Frente al sol de atardecer, en el ático de Viamonte, hablamos de sus momentos estelares; salieron muchos nombres, grandes nombres: Maurice Béjart, Erwin Piscator, Bertolt Brecht, Vittorio Gassman, Lindsay Kemp, Helene Weigel, Jorge Donn, Nikita Mijailkov, Liv Ullman, Orna Porat. La lista de amigos y amores era infinita, como el mosaico de decenas de fotos repartidas por las paredes de su casa. Fotos de todo un pasado de esplendor.

“Yo siempre he sido la judía. Siempre lo he sido, claro, aunque no he presumido nunca de ello. Pero ya, para qué. ¡Mirame! Ya no soy la que fui”. Entonces, avanzó unos pasos hasta un mueble y sacó de algún lugar una barba postiza. “Nunca dejo de analizar a Shylock, de ‘El Mercader de Venecia’”, nos dijo a continuación, pegándose la barba a las mejillas con unos golpecitos.

Y se lanzó a recitar en inglés, morosamente, con voz grave y vibrante, un párrafo de la obra de Shakespeare. Luego lo tradujo al español: “‘Compraré con vos, venderé con vos, caminaré con vos… Pero no comeré, ni beberé ni rezaré con vos’. ¡Es tan judío, todo eso! A veces lo he utilizado con gente que detesta a los judíos, si acaso un poquito. Les miro fijamente y les digo esas frases de Shylock. ¡Ja, ja, ja! ¡De veras, se quedan de piedra al oírmelas!”.
+---+
#### ENUNCIADO 1
Repite tal cual el pasaje del texto de la conversación en el ático de Viamonte que comienza en "Frente al sol" y termina en "con unos golpecitos.".
#### ENUNCIADO 2
Prosigue el texto de la conversación en el ático de Viamonte a partir de su última oración.

Registros de puntos etiquetados:
+---+
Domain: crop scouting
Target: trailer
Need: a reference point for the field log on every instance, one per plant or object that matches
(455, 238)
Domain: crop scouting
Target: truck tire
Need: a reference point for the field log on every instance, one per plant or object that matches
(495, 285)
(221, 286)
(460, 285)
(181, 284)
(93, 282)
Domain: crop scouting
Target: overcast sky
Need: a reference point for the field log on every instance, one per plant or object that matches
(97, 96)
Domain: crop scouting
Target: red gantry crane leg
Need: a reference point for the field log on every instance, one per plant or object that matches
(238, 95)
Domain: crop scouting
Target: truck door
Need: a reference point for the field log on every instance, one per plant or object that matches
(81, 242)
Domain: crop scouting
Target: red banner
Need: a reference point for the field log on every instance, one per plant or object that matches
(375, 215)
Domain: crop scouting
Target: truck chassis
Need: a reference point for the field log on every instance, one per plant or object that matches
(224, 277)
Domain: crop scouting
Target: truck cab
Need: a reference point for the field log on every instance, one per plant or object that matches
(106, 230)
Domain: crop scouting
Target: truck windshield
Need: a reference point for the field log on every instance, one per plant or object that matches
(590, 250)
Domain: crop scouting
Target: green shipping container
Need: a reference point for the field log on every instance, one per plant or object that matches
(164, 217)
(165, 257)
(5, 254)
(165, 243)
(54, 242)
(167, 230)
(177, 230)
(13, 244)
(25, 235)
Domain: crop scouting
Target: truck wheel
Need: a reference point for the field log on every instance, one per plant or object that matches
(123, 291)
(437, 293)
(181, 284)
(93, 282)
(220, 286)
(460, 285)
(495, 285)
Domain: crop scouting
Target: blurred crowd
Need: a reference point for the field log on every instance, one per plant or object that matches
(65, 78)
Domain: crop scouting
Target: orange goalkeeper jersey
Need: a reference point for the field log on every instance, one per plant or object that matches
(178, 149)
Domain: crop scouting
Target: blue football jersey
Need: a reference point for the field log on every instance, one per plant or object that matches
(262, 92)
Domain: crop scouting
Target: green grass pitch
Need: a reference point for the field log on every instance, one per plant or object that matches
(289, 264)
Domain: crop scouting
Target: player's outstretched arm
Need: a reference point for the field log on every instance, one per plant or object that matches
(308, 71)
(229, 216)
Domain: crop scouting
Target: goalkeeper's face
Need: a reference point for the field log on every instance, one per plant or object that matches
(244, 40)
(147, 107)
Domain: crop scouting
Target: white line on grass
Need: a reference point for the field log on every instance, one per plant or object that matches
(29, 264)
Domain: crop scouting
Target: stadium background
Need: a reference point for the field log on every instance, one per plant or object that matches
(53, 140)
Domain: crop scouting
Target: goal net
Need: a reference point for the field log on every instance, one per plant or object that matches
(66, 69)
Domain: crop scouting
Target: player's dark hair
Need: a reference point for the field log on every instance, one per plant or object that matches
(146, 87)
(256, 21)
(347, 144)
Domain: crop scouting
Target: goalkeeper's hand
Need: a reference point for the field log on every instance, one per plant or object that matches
+---+
#### RESULTADO FINAL 1
Frente al sol de atardecer, en el ático de Viamonte, hablamos de sus momentos estelares; salieron muchos nombres, grandes nombres: Maurice Béjart, Erwin Piscator, Bertolt Brecht, Vittorio Gassman, Lindsay Kemp, Helene Weigel, Jorge Donn, Nikita Mijailkov, Liv Ullman, Orna Porat. La lista de amigos y amores era infinita, como el mosaico de decenas de fotos repartidas por las paredes de su casa. Fotos de todo un pasado de esplendor.

“Yo siempre he sido la judía. Siempre lo he sido, claro, aunque no he presumido nunca de ello. Pero ya, para qué. ¡Mirame! Ya no soy la que fui”. Entonces, avanzó unos pasos hasta un mueble y sacó de algún lugar una barba postiza. “Nunca dejo de analizar a Shylock, de ‘El Mercader de Venecia’”, nos dijo a continuación, pegándose la barba a las mejillas con unos golpecitos.

#### RESULTADO FINAL 2
A raíz de eso, empezamos a hablar de Israel. Un poco fastidiada, los comentarios de Cipe eran del tipo “Israel fue un sueño del que nos hemos despertado”, “Israel se ha desviado”, “Ya no viajo nunca a Israel”, y frases por el estilo. “Pero es mi gente. En fin, es complicado, la verdad, quizá yo exagere, los judíos exageramos siempre”. Cipe, sujetándome el brazo y algo triste porque unos días antes alguien, en plena calle, le había robado a su perrito delante de sus narices, puso voz melancólica: “Israel es solo un nombre hundido en miles de años. Mira el mío: Tzipora. Es ruso. De ahí viene Tzipi. Cipe. Qué delicia oírlo. Es un pájaro. Un pájaro que está un día aquí y otro allá. Esa ha sido mi vida de actriz, por aquí, por allá”. Le recordé una frase de Marco Aurelio: “Olvídalo todo y todo te olvidará”. Cipe me miró a los ojos y dijo: “Pero eso a nosotros ya no nos pasará nunca, ¿verdad?”.